DIRECTIONS FOR THIS TASK
Below this line is the material. Write out only its lines from the one containing "# indicate a point on every instance of the white collar" through the one containing "# indicate a point on every instance of the lower", both kept, exactly.

DATA SHOWN
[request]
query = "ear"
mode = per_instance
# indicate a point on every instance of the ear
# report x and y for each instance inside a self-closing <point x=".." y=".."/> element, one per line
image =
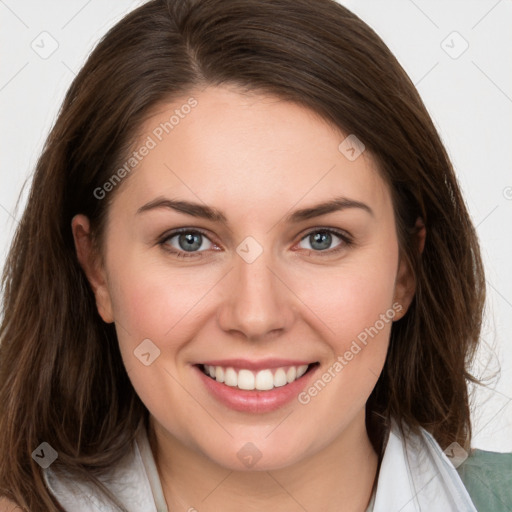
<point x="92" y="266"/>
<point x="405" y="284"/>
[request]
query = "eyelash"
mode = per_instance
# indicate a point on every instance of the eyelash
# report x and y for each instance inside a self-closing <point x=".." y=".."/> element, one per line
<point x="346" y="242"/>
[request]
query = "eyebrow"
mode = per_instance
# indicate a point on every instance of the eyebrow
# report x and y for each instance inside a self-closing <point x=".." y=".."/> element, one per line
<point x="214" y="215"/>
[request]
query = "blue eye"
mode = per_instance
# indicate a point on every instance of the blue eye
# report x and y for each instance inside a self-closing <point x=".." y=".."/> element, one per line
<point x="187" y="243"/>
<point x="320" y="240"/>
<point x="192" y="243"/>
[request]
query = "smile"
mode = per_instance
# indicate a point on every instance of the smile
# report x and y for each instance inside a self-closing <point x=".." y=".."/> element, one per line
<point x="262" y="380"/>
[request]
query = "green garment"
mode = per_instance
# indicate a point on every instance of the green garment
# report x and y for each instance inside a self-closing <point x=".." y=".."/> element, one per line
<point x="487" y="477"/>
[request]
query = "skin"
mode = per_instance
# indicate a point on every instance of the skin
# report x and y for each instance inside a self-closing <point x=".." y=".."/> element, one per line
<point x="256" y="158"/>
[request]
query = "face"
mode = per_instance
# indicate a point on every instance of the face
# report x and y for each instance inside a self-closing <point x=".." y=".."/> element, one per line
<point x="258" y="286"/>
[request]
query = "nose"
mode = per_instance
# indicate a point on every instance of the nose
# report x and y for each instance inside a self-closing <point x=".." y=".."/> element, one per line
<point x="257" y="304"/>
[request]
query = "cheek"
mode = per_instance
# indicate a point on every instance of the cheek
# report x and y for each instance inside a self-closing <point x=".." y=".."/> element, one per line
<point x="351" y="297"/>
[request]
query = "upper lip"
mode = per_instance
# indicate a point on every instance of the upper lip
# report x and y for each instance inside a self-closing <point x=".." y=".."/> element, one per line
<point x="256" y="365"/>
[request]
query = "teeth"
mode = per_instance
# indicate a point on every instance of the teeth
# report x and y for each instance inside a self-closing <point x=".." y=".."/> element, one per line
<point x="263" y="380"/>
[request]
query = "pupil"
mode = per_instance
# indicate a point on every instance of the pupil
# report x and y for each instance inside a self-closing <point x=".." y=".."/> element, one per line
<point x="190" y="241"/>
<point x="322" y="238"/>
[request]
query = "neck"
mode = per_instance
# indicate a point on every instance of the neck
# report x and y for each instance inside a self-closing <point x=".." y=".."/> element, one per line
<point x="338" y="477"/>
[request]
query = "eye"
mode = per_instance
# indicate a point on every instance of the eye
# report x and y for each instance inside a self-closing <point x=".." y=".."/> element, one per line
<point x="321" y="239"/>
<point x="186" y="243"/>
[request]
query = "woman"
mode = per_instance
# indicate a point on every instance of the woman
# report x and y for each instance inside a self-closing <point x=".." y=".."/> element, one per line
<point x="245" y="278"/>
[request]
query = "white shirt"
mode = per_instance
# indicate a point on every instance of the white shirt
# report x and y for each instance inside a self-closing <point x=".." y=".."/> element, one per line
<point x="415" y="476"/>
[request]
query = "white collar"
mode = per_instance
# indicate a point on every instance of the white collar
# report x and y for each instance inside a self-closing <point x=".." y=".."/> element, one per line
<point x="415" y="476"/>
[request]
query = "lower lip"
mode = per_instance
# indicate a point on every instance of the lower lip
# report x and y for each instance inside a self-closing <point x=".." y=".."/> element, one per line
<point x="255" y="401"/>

---

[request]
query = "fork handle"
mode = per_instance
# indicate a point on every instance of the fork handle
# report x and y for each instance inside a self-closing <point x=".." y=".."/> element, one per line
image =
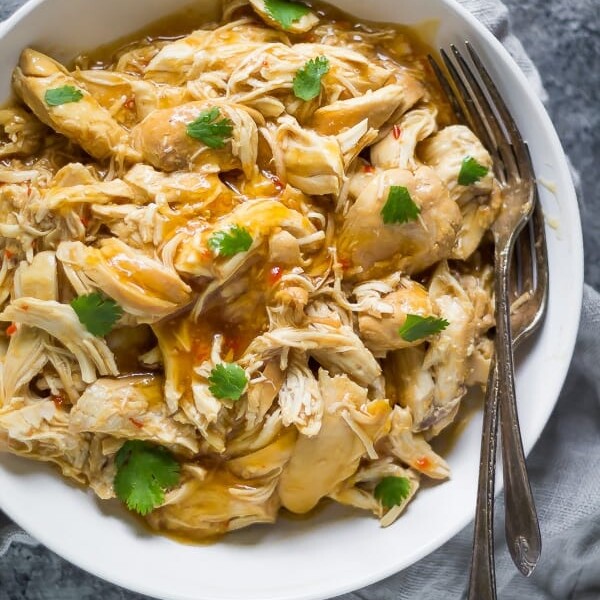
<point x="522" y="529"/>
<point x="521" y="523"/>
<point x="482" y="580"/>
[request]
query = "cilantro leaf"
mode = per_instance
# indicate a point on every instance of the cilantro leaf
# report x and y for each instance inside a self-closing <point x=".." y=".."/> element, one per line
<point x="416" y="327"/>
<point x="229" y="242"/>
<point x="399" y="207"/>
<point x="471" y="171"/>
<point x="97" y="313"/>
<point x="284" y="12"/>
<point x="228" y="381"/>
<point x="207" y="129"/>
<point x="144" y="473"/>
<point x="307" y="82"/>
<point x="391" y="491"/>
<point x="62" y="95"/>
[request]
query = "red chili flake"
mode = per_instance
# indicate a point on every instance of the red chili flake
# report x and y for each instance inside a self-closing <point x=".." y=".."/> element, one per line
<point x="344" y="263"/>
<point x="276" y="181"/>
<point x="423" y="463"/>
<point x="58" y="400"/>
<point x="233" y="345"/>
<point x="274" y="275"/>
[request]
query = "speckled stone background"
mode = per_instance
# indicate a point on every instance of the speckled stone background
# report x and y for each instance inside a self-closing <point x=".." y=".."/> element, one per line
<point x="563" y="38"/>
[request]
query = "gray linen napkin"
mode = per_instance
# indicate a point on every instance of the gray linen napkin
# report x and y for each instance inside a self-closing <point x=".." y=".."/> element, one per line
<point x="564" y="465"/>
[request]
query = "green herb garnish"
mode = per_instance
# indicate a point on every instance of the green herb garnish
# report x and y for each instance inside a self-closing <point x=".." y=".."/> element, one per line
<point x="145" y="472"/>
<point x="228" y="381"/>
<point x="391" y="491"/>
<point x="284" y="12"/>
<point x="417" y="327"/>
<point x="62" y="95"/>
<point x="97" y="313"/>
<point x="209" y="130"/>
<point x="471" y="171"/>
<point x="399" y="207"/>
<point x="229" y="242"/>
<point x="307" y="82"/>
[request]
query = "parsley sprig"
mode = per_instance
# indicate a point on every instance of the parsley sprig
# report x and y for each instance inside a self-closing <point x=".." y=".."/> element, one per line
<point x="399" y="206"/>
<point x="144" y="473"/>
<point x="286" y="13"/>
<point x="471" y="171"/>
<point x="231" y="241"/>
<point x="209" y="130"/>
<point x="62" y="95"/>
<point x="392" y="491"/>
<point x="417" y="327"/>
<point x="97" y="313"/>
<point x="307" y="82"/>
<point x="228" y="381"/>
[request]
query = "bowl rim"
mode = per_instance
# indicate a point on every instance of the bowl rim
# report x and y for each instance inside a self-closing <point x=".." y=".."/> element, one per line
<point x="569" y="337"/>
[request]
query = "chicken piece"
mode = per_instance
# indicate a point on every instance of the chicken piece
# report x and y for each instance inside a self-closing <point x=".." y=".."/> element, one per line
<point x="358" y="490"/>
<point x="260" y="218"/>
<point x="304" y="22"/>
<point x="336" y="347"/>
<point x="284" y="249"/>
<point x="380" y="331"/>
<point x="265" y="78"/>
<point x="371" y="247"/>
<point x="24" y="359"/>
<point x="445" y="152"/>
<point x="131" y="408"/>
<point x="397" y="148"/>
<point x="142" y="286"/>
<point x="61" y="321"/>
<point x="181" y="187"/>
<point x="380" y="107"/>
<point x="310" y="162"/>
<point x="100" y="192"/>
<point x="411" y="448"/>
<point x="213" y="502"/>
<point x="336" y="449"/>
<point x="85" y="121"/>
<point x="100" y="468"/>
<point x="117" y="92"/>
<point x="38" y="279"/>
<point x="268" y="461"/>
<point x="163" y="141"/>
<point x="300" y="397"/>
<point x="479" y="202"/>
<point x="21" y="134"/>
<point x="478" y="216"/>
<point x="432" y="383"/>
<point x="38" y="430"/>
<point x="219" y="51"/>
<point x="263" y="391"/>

ANSWER AREA
# indicate a point on every instance of the white collar
# report x and y for each instance inside a self-closing <point x=".." y=".."/> element, one per line
<point x="415" y="476"/>
[request]
query = "lower lip"
mode = per_instance
# indicate a point on every instance of the lower lip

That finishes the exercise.